YOUR TASK —
Every record must be repeated exactly, with no omission.

RECORDS FOR THIS EXERCISE —
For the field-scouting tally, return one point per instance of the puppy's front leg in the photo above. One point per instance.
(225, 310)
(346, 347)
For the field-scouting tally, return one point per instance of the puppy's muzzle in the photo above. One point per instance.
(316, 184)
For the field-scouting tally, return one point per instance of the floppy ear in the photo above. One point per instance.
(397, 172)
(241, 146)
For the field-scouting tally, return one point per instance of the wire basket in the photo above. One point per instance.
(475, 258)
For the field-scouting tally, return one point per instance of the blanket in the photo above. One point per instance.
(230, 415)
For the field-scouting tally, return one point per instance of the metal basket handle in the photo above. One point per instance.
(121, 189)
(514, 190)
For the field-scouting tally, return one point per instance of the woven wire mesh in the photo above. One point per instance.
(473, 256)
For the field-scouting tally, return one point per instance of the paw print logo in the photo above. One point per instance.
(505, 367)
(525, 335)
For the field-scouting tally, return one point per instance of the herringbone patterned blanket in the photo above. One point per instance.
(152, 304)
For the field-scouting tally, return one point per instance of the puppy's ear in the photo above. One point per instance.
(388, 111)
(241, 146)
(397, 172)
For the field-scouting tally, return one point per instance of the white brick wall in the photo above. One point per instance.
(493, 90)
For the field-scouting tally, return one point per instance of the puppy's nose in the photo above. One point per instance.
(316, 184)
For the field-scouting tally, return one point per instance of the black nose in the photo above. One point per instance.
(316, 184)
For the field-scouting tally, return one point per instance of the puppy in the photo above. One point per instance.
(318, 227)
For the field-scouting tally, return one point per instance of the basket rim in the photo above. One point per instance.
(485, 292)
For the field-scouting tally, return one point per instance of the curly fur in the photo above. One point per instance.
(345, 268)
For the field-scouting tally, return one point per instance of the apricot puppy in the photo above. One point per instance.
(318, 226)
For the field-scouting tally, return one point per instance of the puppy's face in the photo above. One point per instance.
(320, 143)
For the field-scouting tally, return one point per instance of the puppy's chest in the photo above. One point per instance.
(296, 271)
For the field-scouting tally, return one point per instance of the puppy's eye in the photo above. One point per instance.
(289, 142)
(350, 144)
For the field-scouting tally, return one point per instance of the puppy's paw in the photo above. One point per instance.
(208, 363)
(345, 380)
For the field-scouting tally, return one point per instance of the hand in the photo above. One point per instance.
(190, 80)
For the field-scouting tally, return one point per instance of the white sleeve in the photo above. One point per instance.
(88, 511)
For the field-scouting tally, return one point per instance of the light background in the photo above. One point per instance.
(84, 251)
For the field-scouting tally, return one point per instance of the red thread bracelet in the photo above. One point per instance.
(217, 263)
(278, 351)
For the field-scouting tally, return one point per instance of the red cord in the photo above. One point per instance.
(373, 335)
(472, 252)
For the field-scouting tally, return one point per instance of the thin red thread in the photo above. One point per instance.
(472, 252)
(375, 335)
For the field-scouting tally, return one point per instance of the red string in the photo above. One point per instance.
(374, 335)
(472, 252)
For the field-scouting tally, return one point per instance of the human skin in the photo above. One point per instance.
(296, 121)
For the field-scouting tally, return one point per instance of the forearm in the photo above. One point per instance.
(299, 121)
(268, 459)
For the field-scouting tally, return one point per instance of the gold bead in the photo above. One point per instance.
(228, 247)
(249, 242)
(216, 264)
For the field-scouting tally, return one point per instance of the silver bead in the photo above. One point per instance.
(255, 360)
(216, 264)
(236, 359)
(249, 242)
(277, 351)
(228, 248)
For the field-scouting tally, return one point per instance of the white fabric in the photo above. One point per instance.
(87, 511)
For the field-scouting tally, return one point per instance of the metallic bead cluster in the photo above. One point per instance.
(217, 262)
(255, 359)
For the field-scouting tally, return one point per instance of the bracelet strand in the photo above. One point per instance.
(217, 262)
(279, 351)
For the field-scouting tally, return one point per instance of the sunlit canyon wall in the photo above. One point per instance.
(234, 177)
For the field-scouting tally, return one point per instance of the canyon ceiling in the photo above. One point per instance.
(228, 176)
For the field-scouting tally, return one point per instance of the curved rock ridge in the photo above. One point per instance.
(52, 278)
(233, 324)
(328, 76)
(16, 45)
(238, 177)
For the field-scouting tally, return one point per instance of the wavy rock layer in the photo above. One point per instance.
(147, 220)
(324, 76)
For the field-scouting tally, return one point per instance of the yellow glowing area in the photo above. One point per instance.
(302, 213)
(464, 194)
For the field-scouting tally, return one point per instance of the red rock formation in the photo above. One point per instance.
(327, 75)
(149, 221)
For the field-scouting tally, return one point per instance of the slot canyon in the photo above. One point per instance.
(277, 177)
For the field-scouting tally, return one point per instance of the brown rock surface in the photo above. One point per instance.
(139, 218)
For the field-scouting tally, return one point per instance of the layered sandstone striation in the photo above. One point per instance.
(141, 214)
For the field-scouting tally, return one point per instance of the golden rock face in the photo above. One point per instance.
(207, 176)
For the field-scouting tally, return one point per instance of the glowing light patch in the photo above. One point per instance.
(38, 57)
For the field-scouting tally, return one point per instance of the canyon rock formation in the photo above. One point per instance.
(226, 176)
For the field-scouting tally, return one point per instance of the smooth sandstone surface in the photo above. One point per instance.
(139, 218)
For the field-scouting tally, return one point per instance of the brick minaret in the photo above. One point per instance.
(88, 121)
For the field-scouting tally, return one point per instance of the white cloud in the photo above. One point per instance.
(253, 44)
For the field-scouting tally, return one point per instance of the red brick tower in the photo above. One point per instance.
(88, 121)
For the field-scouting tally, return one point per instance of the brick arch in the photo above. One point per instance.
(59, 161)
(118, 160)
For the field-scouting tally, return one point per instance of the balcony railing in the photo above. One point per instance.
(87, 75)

FINAL RESULT —
For the field-scouting tally, return one point per instance of the puppy's front leg in the photo above. One point per instance.
(225, 310)
(346, 347)
For the field-scouting tally, return one point per instance of the puppy's muzzle in the photo above. One point per instance.
(316, 184)
For the field-scouting tally, return one point per instance of the floppy ear in the photo above. One point per instance.
(397, 172)
(241, 146)
For the field-scouting tally, return one point per instance of the wire basket in the photo above. One point per instance.
(475, 258)
For the field-scouting tally, return one point per instance of the blanket in the photo above. One point per instance.
(230, 415)
For the field-scouting tally, return one point per instance of the metal basket handle in the photo above. One point per instance.
(121, 189)
(514, 190)
For the field-scouting tally, return one point per instance of the woven wire mesh in the photo above. One point per instance.
(473, 256)
For the field-scouting tally, return one point per instance of the paw print logo in the photo above. One point per instance.
(505, 367)
(525, 335)
For the field-scouting tally, return one point per instance of the herringbone patterned blanket in the photo above. One point per instance.
(152, 304)
For the field-scouting tally, return one point per instance of the puppy's ear in the photo above. One point per instance.
(388, 111)
(241, 146)
(397, 172)
For the field-scouting tally, return one point per instance of the white brick wall in the photo above. One point per instance.
(493, 90)
For the field-scouting tally, return one point per instance of the puppy's nose in the photo above. One point per instance.
(316, 184)
For the field-scouting tally, return one point per instance of the black nose in the photo above. One point per instance.
(316, 184)
For the field-scouting tally, return one point per instance of the puppy in the photo above. One point per instance.
(318, 227)
For the field-scouting tally, return one point per instance of the basket rim in the photo above. One point per instance.
(485, 292)
For the field-scouting tally, return one point per instance of the curly fur in the photo above. One point per instance.
(345, 268)
For the field-scouting tally, return one point per instance of the apricot puppy in the photo above. One point per instance.
(318, 226)
For the field-scouting tally, return one point per instance of the puppy's face in the photo above. One point per instance.
(320, 143)
For the field-scouting tally, return one point per instance of the puppy's chest in the photo above. One point per instance.
(296, 271)
For the field-scouting tally, return one point per instance of the puppy's eye in the photo above. One point per instance.
(289, 142)
(350, 144)
For the field-scouting tally, return one point per instance of the puppy's paw in the photo above. One point per instance.
(208, 363)
(345, 380)
For the field-scouting tally, return one point per instance of the hand in the photo above. One point per instance.
(190, 80)
For the field-scouting tally, return one point per instance of the white sleeve in the photo above. One point per instance.
(88, 511)
For the field-scouting tally, return one point per instance of the light background in the photo above. One point per instance.
(84, 251)
For the field-scouting tally, return one point per instance of the red thread bracelet in the photo above. One point per instance.
(217, 263)
(278, 351)
For the field-scouting tally, return one point per instance of the red cord in the photo above. One point per instance.
(373, 335)
(472, 252)
For the field-scouting tally, return one point per instance of the thin red thread in the photo above. One point per instance.
(472, 252)
(375, 335)
For the field-scouting tally, return one point per instance of the red string in the photo above. One point per instance.
(374, 335)
(472, 252)
For the field-scouting tally, return one point per instance of the human skin in the photo above. One point per instance.
(296, 121)
For the field-scouting tally, return one point per instance of the forearm in the photo above. One point per instance.
(299, 121)
(268, 459)
For the field-scouting tally, return one point per instance of the gold bead in the photo above. One point per instance.
(228, 247)
(249, 242)
(216, 264)
For the field-scouting tally, return one point per instance of the silver bead in the photo above. One point per instance.
(255, 360)
(216, 264)
(236, 359)
(249, 242)
(277, 351)
(228, 248)
For the field-scouting tally, return one point per instance of the white fabric in the photo above. One point per instance.
(87, 511)
For the field-scouting tally, return one point per instance of the metallic bead cluster in the photo above. One point per instance.
(217, 262)
(255, 359)
For the field-scouting tally, return one point per instance of the bracelet strand in the photo above. One point per instance.
(217, 262)
(279, 351)
For the field-scouting tally, return one point per instance of the sunlit canyon wall in the photo above. One point per instance.
(234, 177)
For the field-scouting tally, return one point per instance of the canyon ceiling in the photo above. One point per instance.
(228, 176)
For the field-scouting tally, return one point per instance of the curved rock ridge in the photo above. One point per instance.
(52, 278)
(233, 324)
(328, 76)
(16, 45)
(238, 177)
For the field-scouting tally, return one point per instance of the wavy rock layer in the photo above. One point per instance.
(147, 220)
(324, 76)
For the field-scouting tally, return one point per instance of the yellow glowing area in the photo above. One point per instance.
(302, 213)
(464, 194)
For the field-scouting tally, return one point per instance of the red rock formation in the photo above. One point per instance.
(327, 75)
(149, 221)
For the field-scouting tally, return one point per instance of the slot canyon in the photo above. One point per instance.
(277, 177)
For the field-scouting tally, return one point per instance of the brown rock surface in the photo above. One point per instance.
(139, 218)
For the field-scouting tally, return one point per instance of the layered sandstone striation in the photo above. One point per instance.
(141, 214)
For the field-scouting tally, return one point per instance of the golden rock face in the photo above. One point per instance.
(207, 176)
For the field-scouting tally, return one point per instance of the glowing light patch in the photo above. One point per instance.
(38, 57)
For the field-scouting tally, return one point per instance of the canyon rock formation in the photo above. One point per instance.
(226, 176)
For the field-scouting tally, return one point per instance of the smooth sandstone surface in the photo above. One point per instance.
(139, 218)
For the field-scouting tally, return one point per instance of the brick minaret in the photo above. One point per instance.
(88, 121)
For the field-scouting tally, return one point per instance of the white cloud in the photo above. One point per instance.
(253, 44)
For the field-scouting tally, return one point per instance of the red brick tower in the photo above. One point per instance.
(88, 121)
For the field-scouting tally, return one point per instance of the brick arch in the photo above. One point per instance.
(59, 161)
(118, 160)
For the field-scouting tally, return one point per instance of the balcony railing in the photo above. One point per instance.
(87, 75)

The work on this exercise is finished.